***** Provided entries

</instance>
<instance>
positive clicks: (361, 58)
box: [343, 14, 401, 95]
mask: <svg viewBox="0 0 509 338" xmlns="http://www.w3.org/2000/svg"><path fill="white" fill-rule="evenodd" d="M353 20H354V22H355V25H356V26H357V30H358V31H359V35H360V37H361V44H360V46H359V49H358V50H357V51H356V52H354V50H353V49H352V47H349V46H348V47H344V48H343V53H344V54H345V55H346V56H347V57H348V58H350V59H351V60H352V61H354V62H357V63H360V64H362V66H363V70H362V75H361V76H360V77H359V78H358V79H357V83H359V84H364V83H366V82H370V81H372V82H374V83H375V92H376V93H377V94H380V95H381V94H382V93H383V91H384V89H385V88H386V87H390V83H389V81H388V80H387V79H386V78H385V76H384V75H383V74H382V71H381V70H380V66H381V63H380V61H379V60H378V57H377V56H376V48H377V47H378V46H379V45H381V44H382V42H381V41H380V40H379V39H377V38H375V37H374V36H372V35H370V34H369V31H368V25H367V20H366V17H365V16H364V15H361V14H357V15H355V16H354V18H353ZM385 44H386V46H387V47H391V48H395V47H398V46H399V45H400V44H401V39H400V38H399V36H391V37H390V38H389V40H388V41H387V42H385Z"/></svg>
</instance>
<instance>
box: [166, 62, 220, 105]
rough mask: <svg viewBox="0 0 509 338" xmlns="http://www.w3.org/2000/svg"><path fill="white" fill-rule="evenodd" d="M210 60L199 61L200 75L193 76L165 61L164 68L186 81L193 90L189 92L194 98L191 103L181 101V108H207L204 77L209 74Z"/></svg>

**********
***** Provided entries

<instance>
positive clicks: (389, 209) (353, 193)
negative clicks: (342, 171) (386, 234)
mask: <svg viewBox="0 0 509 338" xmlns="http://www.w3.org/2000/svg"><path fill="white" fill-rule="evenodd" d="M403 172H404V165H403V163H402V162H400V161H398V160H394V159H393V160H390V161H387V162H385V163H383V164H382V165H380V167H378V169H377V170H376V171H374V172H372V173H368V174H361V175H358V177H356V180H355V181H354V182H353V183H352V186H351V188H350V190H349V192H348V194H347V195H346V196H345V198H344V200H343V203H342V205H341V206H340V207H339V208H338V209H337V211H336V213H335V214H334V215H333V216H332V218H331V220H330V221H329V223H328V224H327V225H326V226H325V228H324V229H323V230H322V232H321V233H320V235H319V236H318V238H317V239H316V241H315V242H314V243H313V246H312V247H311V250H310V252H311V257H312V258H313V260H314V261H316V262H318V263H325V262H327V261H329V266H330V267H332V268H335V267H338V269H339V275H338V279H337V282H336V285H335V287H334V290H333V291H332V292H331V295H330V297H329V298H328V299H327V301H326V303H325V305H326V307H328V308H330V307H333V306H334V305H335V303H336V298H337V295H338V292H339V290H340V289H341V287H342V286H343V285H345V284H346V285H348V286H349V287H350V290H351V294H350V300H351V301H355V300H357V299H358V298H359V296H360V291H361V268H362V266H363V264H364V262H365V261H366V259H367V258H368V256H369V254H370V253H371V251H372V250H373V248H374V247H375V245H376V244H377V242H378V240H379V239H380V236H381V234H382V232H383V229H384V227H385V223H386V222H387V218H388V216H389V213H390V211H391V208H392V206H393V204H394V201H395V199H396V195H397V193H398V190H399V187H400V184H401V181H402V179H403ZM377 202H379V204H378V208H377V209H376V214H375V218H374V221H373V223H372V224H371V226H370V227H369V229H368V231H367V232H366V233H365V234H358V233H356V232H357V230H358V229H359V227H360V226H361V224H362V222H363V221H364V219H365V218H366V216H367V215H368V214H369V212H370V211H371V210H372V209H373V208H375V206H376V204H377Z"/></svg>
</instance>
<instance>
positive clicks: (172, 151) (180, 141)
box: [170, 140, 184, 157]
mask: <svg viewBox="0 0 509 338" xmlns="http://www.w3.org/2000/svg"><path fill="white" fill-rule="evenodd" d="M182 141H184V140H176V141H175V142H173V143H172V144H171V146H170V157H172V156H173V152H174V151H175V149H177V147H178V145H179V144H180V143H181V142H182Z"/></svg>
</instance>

**********

▸ **Task**
The lines to copy are those above that contain the string "positive".

▸ **Answer for the task**
positive clicks: (361, 58)
positive clicks: (389, 209) (353, 193)
positive clicks: (172, 151) (180, 141)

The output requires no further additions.